:: TEXTO EXTRAÍDO ::
※
ROMPER CON ESTE SISTEMA
...se dirigió a Felipe: -¿Con qué podríamos comprar pan para que coman ésos? (Lo decía para ponerlo a prueba, pues él ya sabía lo que iba a hacer.) Felipe le contestó: -Doscientos denarios de plata no bastarán para que a cada uno le tocase un pedazo.
Uno de los discípulos, Andrés, el hermano de Simón Pedro, le dice:
-Hay aquí un muchacho que tiene cinco panes de cebada y dos peces, pero ¿qué es eso para tantos?
La plata, el dinero, no resuelve el problema. Felipe no sale bien de la prueba a que lo somete Jesús. No encuentra el camino para saciar el hambre de aquella gente. No conoce otro medio que la compraventa, y por ese camino sólo se soluciona el hambre de unos pocos a costa del hambre de la mayoría. Y hoy, ya casi en el siglo XXI, está más que probado que el hambre de los países pobres no es sino la consecuencia del empacho de los países ricos. Más aún: el bienestar de las clases trabajadoras de estos países ricos no se debe a que haya más justicia, sino que es efecto de la injusticia que sufren los pueblos del Tercer Mundo; el capital sigue explotando, aunque la mayoría de las víctimas queden algo más lejos. Hay, por tanto, que romper con este sistema.
※
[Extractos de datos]
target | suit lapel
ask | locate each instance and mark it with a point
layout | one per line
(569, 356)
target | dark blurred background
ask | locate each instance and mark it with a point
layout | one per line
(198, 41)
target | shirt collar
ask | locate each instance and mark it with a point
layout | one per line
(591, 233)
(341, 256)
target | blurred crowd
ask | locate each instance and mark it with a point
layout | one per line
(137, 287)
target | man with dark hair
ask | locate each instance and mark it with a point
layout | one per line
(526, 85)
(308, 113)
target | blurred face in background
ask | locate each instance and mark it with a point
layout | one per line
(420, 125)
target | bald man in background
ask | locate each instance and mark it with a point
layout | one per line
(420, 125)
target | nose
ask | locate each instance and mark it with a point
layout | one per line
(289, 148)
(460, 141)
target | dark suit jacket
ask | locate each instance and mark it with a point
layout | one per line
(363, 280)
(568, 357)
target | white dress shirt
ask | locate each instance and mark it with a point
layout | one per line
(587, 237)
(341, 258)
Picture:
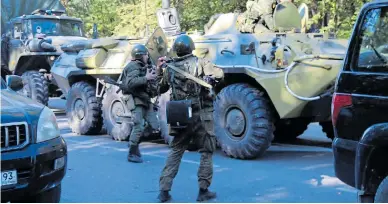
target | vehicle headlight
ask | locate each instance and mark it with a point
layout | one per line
(47, 126)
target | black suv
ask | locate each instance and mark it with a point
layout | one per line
(360, 107)
(33, 154)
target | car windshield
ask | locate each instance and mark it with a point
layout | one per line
(52, 27)
(3, 84)
(374, 45)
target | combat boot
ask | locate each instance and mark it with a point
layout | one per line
(205, 194)
(134, 154)
(164, 196)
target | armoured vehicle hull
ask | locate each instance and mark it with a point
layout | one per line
(31, 43)
(276, 83)
(92, 103)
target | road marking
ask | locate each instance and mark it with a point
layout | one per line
(183, 160)
(89, 144)
(349, 190)
(316, 166)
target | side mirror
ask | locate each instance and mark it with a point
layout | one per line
(14, 82)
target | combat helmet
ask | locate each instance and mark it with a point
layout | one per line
(138, 51)
(183, 45)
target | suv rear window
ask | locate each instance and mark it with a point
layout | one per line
(372, 55)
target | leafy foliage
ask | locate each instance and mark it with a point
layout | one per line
(130, 17)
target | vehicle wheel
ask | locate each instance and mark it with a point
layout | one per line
(51, 196)
(382, 192)
(327, 127)
(289, 130)
(83, 109)
(112, 106)
(35, 87)
(243, 121)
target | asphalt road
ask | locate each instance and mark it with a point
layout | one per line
(300, 172)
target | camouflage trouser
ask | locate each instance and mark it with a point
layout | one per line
(144, 120)
(207, 145)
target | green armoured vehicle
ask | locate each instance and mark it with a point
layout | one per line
(91, 103)
(31, 39)
(276, 83)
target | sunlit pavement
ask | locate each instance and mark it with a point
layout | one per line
(98, 171)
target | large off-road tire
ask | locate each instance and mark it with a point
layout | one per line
(382, 192)
(327, 128)
(289, 130)
(83, 109)
(112, 106)
(243, 119)
(35, 87)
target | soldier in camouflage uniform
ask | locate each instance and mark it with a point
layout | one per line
(258, 18)
(138, 81)
(183, 88)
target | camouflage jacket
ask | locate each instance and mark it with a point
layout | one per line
(183, 88)
(134, 82)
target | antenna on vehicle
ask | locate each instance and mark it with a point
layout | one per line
(146, 27)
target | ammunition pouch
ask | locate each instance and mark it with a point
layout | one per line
(179, 113)
(129, 101)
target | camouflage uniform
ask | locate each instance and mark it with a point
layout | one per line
(135, 83)
(4, 51)
(258, 17)
(183, 88)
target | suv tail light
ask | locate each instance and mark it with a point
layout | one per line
(339, 101)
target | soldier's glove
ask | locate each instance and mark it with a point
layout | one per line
(151, 75)
(209, 79)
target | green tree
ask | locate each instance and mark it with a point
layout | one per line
(133, 17)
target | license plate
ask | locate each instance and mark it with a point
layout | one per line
(9, 178)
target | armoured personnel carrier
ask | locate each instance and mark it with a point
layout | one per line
(276, 83)
(31, 43)
(90, 101)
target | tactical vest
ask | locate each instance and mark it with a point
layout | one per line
(181, 87)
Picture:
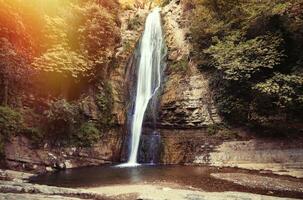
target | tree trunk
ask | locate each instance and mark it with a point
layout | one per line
(5, 95)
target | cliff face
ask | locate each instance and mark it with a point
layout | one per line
(186, 100)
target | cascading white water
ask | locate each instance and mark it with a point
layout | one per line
(149, 78)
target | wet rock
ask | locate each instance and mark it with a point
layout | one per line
(22, 155)
(283, 157)
(186, 101)
(261, 182)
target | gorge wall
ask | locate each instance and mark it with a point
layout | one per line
(188, 121)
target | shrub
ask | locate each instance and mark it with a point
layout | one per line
(87, 135)
(180, 65)
(11, 121)
(62, 119)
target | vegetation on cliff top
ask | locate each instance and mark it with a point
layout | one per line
(55, 56)
(255, 52)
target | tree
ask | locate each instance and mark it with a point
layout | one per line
(14, 70)
(241, 59)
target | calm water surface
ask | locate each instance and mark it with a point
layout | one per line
(184, 176)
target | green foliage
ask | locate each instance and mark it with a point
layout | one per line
(2, 151)
(62, 119)
(35, 134)
(285, 90)
(134, 23)
(86, 135)
(59, 59)
(254, 50)
(240, 59)
(104, 103)
(81, 43)
(219, 130)
(180, 65)
(11, 122)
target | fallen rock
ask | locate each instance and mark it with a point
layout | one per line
(261, 182)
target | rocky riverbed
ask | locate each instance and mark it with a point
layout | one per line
(14, 185)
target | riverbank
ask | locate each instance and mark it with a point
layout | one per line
(211, 185)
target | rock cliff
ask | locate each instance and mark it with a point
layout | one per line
(186, 100)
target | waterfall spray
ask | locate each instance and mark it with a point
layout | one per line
(149, 78)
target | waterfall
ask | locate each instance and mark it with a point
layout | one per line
(148, 78)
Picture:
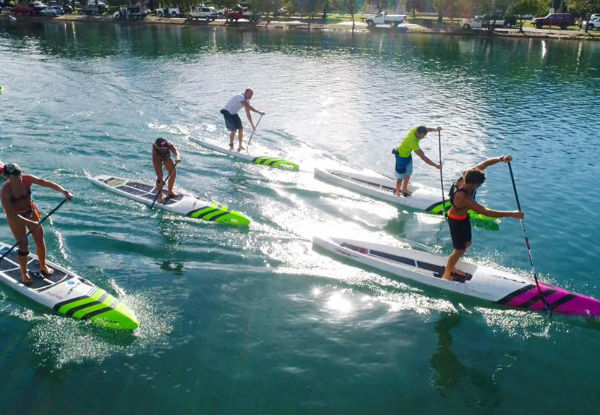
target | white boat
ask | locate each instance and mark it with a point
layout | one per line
(483, 282)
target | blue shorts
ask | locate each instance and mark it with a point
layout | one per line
(232, 121)
(408, 171)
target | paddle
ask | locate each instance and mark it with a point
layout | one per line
(255, 127)
(164, 182)
(544, 301)
(29, 233)
(441, 173)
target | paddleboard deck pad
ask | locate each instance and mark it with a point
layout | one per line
(67, 293)
(422, 197)
(483, 282)
(183, 204)
(262, 160)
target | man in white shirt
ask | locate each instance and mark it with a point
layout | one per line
(232, 119)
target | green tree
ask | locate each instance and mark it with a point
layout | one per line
(526, 7)
(584, 8)
(350, 6)
(268, 8)
(310, 8)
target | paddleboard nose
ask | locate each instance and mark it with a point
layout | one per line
(121, 318)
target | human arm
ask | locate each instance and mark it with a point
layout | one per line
(249, 116)
(249, 107)
(10, 212)
(462, 199)
(427, 159)
(492, 161)
(51, 185)
(175, 152)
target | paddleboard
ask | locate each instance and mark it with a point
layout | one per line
(67, 293)
(382, 188)
(183, 204)
(244, 155)
(483, 282)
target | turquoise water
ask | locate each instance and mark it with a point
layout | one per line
(256, 321)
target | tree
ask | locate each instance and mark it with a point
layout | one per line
(584, 8)
(310, 7)
(267, 7)
(526, 7)
(351, 6)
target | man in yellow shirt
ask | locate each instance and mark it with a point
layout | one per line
(404, 157)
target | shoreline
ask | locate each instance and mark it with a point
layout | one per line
(316, 25)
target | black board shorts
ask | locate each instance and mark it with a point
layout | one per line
(232, 121)
(460, 231)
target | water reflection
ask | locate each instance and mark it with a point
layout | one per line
(451, 378)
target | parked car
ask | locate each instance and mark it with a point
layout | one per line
(561, 20)
(203, 12)
(6, 5)
(241, 13)
(94, 8)
(169, 12)
(59, 10)
(383, 18)
(129, 13)
(24, 9)
(48, 11)
(592, 23)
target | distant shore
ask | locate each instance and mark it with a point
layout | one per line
(318, 25)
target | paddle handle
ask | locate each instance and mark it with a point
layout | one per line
(544, 301)
(29, 232)
(441, 173)
(255, 127)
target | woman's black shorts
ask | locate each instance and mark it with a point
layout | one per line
(460, 231)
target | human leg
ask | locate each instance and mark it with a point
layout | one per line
(159, 178)
(170, 165)
(231, 137)
(37, 232)
(451, 264)
(241, 137)
(20, 233)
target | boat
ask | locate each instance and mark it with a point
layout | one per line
(66, 293)
(479, 281)
(261, 160)
(382, 188)
(183, 204)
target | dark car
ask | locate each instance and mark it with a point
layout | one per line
(561, 20)
(24, 9)
(6, 5)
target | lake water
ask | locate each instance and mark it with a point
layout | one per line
(256, 321)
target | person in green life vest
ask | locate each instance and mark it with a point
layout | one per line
(404, 157)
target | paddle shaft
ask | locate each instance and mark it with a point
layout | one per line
(164, 182)
(546, 305)
(441, 173)
(255, 127)
(29, 232)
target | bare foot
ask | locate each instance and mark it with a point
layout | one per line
(26, 280)
(47, 271)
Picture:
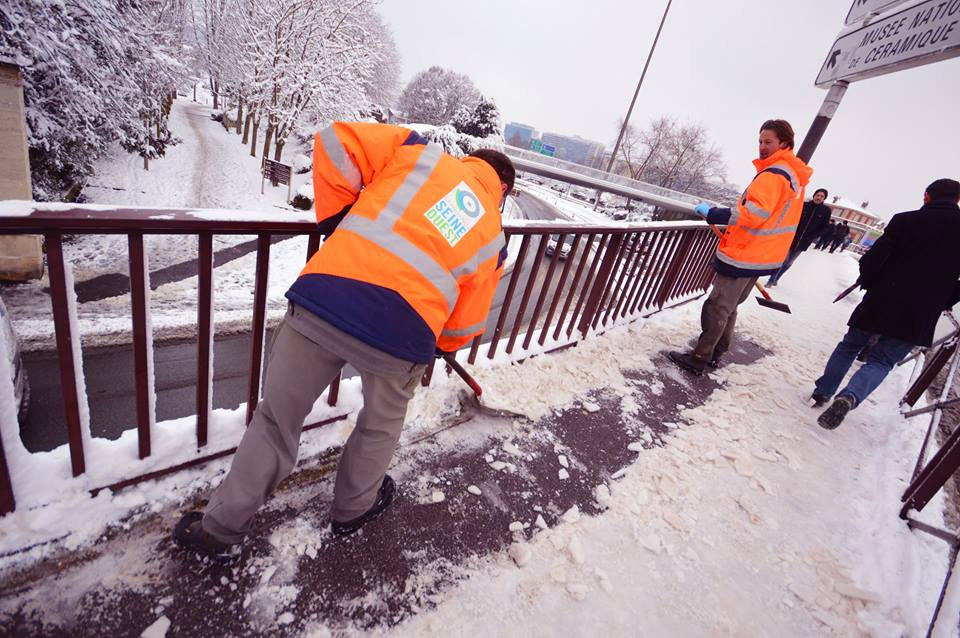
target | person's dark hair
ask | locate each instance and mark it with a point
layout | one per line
(781, 129)
(948, 189)
(500, 163)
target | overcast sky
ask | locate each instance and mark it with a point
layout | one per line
(571, 68)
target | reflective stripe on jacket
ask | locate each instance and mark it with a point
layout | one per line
(762, 226)
(416, 260)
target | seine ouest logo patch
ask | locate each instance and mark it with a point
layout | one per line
(456, 213)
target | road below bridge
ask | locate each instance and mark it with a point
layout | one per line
(108, 371)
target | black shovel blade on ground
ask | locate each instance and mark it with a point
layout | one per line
(470, 402)
(767, 301)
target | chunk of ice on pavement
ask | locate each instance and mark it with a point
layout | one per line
(510, 448)
(572, 515)
(158, 629)
(577, 591)
(520, 553)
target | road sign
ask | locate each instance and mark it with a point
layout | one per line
(279, 173)
(861, 9)
(924, 33)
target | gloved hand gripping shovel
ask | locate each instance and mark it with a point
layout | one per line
(766, 299)
(470, 403)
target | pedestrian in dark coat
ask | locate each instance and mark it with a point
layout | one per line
(840, 233)
(911, 275)
(813, 220)
(826, 235)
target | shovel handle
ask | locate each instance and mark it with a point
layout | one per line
(761, 289)
(470, 381)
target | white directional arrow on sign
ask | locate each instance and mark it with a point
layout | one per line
(902, 38)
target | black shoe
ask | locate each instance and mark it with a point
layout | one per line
(190, 535)
(687, 362)
(834, 415)
(384, 497)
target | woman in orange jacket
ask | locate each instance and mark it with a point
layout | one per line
(759, 232)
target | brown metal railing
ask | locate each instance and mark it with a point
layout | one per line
(608, 275)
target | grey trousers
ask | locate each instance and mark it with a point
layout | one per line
(719, 316)
(306, 355)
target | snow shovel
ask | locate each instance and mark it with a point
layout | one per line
(470, 403)
(766, 299)
(846, 292)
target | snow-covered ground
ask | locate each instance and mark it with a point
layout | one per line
(746, 519)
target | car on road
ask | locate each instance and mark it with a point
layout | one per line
(564, 250)
(18, 373)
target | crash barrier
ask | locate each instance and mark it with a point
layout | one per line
(566, 281)
(930, 477)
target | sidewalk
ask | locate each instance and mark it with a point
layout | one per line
(638, 501)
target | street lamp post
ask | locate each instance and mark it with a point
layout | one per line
(626, 121)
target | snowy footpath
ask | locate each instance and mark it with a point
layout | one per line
(636, 501)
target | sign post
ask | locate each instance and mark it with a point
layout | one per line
(277, 173)
(900, 39)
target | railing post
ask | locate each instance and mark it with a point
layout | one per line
(64, 335)
(259, 313)
(673, 272)
(600, 283)
(7, 501)
(205, 336)
(141, 354)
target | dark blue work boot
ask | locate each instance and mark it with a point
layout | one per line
(190, 535)
(384, 498)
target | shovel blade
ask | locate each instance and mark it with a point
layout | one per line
(776, 305)
(471, 404)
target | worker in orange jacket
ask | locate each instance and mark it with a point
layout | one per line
(409, 273)
(759, 232)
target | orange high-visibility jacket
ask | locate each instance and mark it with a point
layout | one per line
(415, 261)
(761, 227)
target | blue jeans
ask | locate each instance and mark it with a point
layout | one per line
(787, 262)
(885, 354)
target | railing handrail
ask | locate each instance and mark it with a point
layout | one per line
(25, 217)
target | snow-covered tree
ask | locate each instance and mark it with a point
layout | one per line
(482, 122)
(95, 72)
(313, 60)
(433, 96)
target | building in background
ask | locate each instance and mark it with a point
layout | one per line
(519, 135)
(865, 227)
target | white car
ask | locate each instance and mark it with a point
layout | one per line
(564, 250)
(21, 387)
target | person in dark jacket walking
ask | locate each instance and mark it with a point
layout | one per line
(840, 233)
(911, 276)
(814, 218)
(826, 235)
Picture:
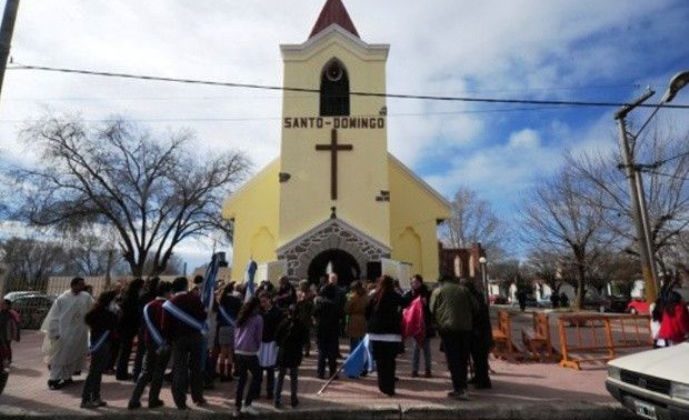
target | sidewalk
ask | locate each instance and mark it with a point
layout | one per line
(520, 391)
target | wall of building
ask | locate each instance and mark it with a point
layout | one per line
(415, 211)
(254, 209)
(362, 174)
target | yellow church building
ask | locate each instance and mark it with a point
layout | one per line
(336, 199)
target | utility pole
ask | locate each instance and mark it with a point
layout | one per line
(6, 30)
(638, 200)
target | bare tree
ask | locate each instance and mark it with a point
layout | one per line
(153, 190)
(556, 217)
(545, 265)
(473, 221)
(664, 156)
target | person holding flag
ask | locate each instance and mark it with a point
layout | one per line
(250, 285)
(228, 310)
(102, 322)
(385, 332)
(183, 325)
(418, 324)
(157, 351)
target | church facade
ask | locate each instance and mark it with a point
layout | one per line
(336, 198)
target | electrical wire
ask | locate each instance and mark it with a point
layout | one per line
(355, 93)
(259, 119)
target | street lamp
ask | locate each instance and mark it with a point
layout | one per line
(484, 278)
(633, 172)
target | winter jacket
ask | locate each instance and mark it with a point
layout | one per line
(385, 317)
(453, 308)
(247, 338)
(355, 308)
(427, 317)
(674, 325)
(290, 336)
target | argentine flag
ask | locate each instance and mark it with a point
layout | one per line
(359, 360)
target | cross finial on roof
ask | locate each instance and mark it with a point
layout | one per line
(334, 12)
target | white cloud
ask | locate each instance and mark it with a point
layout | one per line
(521, 48)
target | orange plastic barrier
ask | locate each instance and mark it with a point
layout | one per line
(597, 338)
(502, 336)
(538, 342)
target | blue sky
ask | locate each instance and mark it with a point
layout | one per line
(581, 50)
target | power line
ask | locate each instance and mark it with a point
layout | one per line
(678, 177)
(259, 119)
(363, 94)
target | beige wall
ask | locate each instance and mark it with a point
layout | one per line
(254, 209)
(415, 209)
(305, 199)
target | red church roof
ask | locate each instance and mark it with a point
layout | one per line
(334, 12)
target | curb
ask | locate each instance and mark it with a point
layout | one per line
(485, 411)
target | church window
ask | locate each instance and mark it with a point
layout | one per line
(334, 90)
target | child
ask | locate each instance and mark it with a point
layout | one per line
(268, 351)
(228, 310)
(290, 335)
(102, 322)
(247, 340)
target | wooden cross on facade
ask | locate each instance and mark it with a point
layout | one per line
(333, 148)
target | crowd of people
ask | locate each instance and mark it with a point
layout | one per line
(262, 335)
(669, 319)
※
:: TU TAREA ::
Prosigue el texto sobre Felipe y los panes a partir de su última oración, manteniendo el mismo tono de reflexión. El material no hace falta para resolver este ejercicio.

:: RESPUESTA PROPUESTA ::
Andrés, sin embargo, parece que sí conoce la solución: que los que, siguiendo a Jesús, han decidido ponerse al servicio de la humanidad (a ellos, al grupo de Jesús, a la comunidad cristiana, representa el muchacho que tiene los panes y los peces), compartan todo lo que tienen, aunque sea poco, aunque sólo sean cinco panes y un par de pescados. Pero a Andrés le falta confianza, no está seguro de que sólo compartiendo se pueda resolver completamente el problema: «¿qué es eso para tantos?»
EL SEÑOR, EL UNICO DUEÑO
Jesús les dijo: -Haced que esos hombres se recuesten. Había mucha hierba en el lugar. Se recostaron aquellos hombres, adultos, que eran unos cinco mil. Jesús tomó los panes, pronunció una acción de gracias y se puso a repartirlos a los que estaban recostados, y pescado igual, todo lo que querían.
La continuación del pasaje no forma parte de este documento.